Berger, creador de su propia lengua
Por Leonardo Sabbatella
Martes 07 de enero de 2020
La publicación póstuma de ¿Estamos a tiempo? (Nórdica Libros) muestra buena parte de sus variaciones sobre el comportamiento y la percepción de las horas y los años, pero de un modo involuntario para el autor.
Por Leonardo Sabbatella.
En 1972 John Berger descubre durante el primer episodio de Formas de ver, el programa que grabó para la BBC enfundado en una camisa pop pre Versace, que el tiempo en la pintura se transforma a través de la mirada. El ejemplo no podría ser mejor, un cuadro panorámico de Brueghel en el cual el tiempo inmóvil de la pintura se convierte en tiempo desplegado por la mirada del espectador que traza una narrativa, una secuencia aleatoria, a través de las escenas que pueblan el cuadro. Así de claros y sensibles han sido siempre los hallazgos sobre el tiempo (y las artes plásticas) de este londinense criado como pupilo.
La publicación póstuma de ¿Estamos a tiempo? (Nórdica Libros) muestra buena parte de sus variaciones sobre el comportamiento y la percepción de las horas y los años, pero de un modo involuntario para el autor. El texto no fue escrito por Berger sino que fue montado por Marina Nadoti a partir de citas y fragmentos que recolectó de sus libros. No es un plan de quien lo firma, es la estrategia de una lectora. Y por eso pareciera leerse a un Berger al mismo tiempo más directo y despojado, pero también intervenido, articulado.
Fuera de contexto, fuera de la acumulación de frases, de ese ecosistema narrativo y reflexivo tan propio de Berger, sus citas transplantadas muchas veces parecen huérfanas. No hay que olvidar que Berger es un escritor de la continuidad. La duración es su clase de tiempo por excelencia. Aun en sus notas, en sus textos más microscópicos y fragmentarios, trabaja por asociaciones, yendo de una observación a otra, fabricando tiempo mientras escribe.
Esta versión epigramática de Berger habría que leerla como si se revisara subrayados, sabiendo que la apropiación de esas frases le ha sacado la mitad de los títulos de propiedad a su autor. Sin embargo, el efecto es casi desconcertante. De golpe, leído en una sola dosis, el libro se convierte en un pequeño decálogo, con sus recurrencias temáticas, sus ecos internos, sus concepciones abiertas. Berger prueba que es maravilloso en cualquier formato.
La serie de fragmentos escritos va en paralelo con una serie de dibujos, ilustraciones de la mano de Selçuk Demirel, con quien Berger trabajó en otros libros como Cataratas. Las imágenes de Demiriel son casi de viñeta cómica, como esos chistes que vienen en los diarios (de hecho trabaja para la prensa, dibujos suyos aparecieron en The Washington Post y The New York Times), a veces absurdos, otras explicativos, siempre mantiene la misma línea estética algo escolar o naive. La serie de ilustraciones de algún modo es una traducción en simultáneo de los fragmentos escritos.

========

*Consignas de trabajo*.
**A.** ¿Concuerda cada afirmación con la reseña? Responde sí o no y cita las palabras de la reseña que lo deciden: (i) Berger escribió el texto de ¿Estamos a tiempo? como un libro propio. (ii) Selçuk Demirel ya había trabajado con Berger en Cataratas. (iii) Formas de ver fue un programa que Berger grabó para la BBC.
**B.** Según la reseña, ¿quién armó el texto del libro a partir de citas y fragmentos de Berger?

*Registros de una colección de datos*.

========

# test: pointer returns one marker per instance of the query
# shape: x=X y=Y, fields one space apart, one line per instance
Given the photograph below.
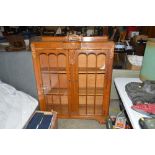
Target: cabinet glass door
x=54 y=73
x=91 y=74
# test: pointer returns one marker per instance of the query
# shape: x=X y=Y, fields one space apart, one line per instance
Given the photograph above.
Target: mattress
x=16 y=107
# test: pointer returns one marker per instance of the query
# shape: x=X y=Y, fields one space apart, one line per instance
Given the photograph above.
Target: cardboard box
x=132 y=66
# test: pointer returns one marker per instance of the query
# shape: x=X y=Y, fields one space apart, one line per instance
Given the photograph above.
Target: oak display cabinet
x=73 y=75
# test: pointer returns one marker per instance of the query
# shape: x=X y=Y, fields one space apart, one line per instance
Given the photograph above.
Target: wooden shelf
x=53 y=70
x=82 y=91
x=90 y=70
x=81 y=70
x=57 y=91
x=83 y=110
x=90 y=92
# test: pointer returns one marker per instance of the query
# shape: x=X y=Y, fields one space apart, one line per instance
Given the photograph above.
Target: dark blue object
x=35 y=121
x=46 y=122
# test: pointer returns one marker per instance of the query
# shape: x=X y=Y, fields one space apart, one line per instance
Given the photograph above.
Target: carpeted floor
x=88 y=124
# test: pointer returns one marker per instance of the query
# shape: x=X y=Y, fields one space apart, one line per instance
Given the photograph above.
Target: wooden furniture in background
x=73 y=75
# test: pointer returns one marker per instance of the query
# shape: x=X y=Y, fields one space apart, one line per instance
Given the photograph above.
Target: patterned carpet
x=88 y=124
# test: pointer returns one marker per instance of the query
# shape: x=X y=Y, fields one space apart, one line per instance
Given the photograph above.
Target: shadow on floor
x=88 y=124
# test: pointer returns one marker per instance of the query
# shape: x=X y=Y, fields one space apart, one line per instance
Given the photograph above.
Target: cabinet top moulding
x=73 y=45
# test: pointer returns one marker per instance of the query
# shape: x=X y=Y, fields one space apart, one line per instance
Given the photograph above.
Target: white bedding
x=16 y=107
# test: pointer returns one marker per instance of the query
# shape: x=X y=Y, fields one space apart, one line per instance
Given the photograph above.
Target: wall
x=16 y=69
x=121 y=73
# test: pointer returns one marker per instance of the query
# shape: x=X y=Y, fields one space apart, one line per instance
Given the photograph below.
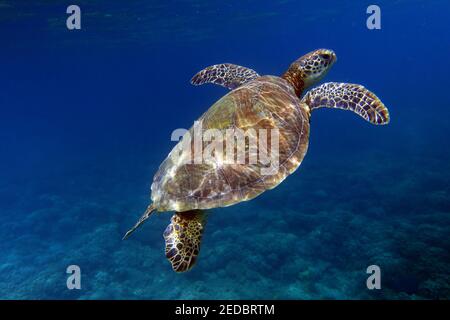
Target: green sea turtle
x=256 y=103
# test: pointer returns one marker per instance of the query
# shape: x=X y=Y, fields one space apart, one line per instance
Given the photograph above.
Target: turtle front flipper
x=183 y=236
x=141 y=220
x=348 y=96
x=226 y=75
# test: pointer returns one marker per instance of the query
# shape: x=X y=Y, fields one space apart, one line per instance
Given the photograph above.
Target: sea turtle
x=277 y=104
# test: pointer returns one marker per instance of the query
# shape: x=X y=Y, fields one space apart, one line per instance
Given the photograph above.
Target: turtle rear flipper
x=227 y=75
x=348 y=96
x=183 y=236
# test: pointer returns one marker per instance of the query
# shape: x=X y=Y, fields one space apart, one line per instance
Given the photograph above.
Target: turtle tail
x=183 y=237
x=347 y=96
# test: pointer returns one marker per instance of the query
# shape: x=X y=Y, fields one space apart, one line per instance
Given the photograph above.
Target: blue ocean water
x=87 y=116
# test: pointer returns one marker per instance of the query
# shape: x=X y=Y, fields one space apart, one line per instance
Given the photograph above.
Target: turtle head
x=309 y=69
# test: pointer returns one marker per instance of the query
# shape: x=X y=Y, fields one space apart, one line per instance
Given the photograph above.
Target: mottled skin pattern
x=266 y=103
x=227 y=75
x=183 y=236
x=348 y=96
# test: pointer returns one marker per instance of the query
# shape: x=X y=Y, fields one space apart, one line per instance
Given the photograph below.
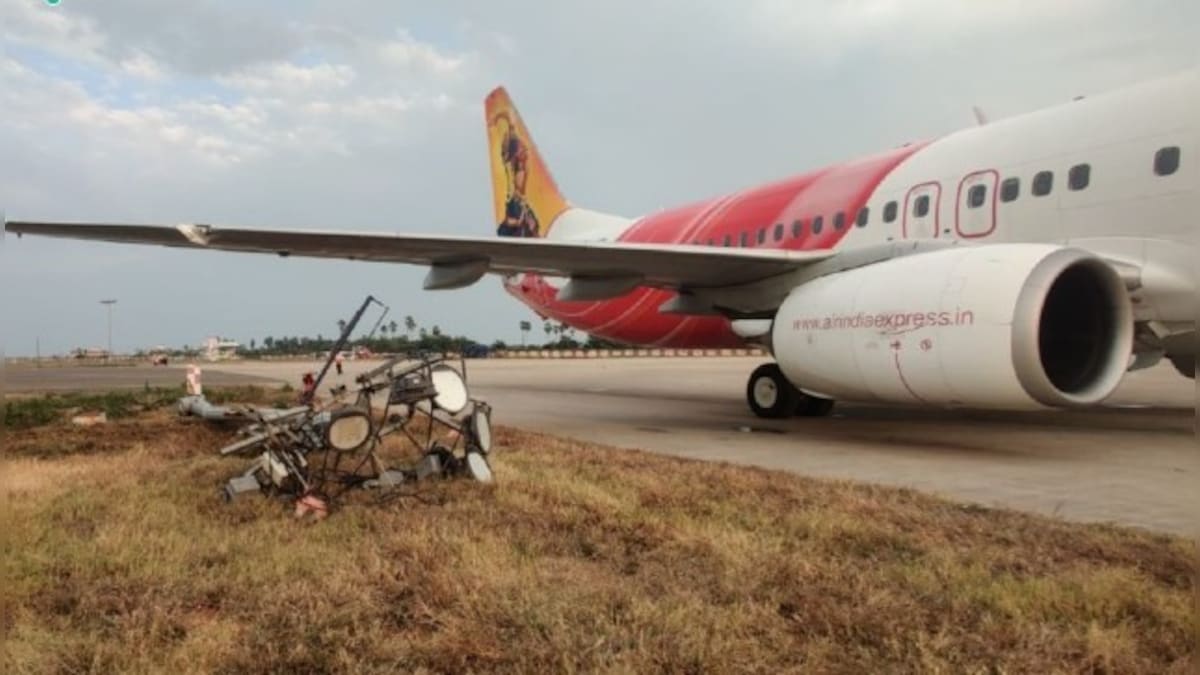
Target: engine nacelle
x=1006 y=326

========

*Lista de respuestas*.
**A.**
(i) No: "El texto no fue escrito por Berger sino que fue montado por Marina Nadoti a partir de citas y fragmentos que recolectó de sus libros."
(ii) Sí: "con quien Berger trabajó en otros libros como Cataratas"
(iii) Sí: "Formas de ver, el programa que grabó para la BBC"

**B.** Marina Nadoti.